Action item
What you need to produce from the material below is an exact transcription of the lines from the one with "point(1068, 157)" through the one with "point(586, 815)", both included, and no other line.

┌─ Data provided

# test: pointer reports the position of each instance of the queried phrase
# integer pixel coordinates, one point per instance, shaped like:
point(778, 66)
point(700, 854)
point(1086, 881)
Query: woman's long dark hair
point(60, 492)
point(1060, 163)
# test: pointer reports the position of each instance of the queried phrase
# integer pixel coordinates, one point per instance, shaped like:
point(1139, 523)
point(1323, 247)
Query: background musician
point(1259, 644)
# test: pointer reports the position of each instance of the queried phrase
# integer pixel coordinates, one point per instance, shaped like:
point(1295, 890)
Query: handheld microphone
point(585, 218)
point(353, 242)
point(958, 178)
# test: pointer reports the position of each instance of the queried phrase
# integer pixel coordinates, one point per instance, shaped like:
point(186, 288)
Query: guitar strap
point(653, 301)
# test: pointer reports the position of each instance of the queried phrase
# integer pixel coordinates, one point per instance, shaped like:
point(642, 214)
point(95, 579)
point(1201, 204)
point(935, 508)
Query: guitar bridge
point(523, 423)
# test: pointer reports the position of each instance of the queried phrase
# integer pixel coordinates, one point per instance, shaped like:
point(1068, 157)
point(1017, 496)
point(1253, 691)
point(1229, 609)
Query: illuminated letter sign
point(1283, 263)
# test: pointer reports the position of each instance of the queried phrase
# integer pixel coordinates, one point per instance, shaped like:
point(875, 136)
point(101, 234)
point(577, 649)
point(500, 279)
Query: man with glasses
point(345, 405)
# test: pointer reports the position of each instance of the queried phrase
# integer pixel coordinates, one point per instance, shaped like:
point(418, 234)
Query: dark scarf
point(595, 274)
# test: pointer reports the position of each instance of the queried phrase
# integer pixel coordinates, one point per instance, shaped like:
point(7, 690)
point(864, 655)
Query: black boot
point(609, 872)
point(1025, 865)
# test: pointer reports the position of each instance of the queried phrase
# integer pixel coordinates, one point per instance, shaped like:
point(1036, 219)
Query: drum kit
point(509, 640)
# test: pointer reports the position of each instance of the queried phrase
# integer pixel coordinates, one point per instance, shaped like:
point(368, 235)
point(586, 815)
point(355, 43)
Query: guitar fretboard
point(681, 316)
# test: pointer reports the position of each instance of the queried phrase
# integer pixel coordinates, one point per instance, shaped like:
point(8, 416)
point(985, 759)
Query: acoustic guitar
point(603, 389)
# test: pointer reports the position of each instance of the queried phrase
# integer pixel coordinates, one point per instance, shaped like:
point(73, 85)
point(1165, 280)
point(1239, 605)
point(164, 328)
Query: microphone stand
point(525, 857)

└─

Answer box
point(1068, 157)
point(1017, 496)
point(1253, 691)
point(1229, 609)
Query: illuminated letter sign
point(1283, 263)
# test: pointer reports the position of each instance of the queried phrase
# integer pixel coordinates, one point per instance, shaped like:
point(875, 136)
point(101, 234)
point(577, 649)
point(500, 279)
Query: man with glasses
point(345, 405)
# test: pointer reports the position of each instance of the queried phrase
# integer pixel coordinates, one point per instance, shaped like:
point(418, 234)
Query: dark scarf
point(595, 274)
# test: pointer reports the position of each instance of the queried phrase
# integer pixel coordinates, one point per instance, shaped like:
point(7, 690)
point(864, 655)
Query: black boot
point(609, 872)
point(1025, 865)
# test: pointer reports the position of each instance of the queried phrase
# integer pixel coordinates, one point per instance, shaped like:
point(1036, 219)
Query: drum kit
point(509, 640)
# test: pointer reports the position of each instance of the queried phrase
# integer pixel coordinates, one point per instance, shaped like:
point(368, 235)
point(586, 815)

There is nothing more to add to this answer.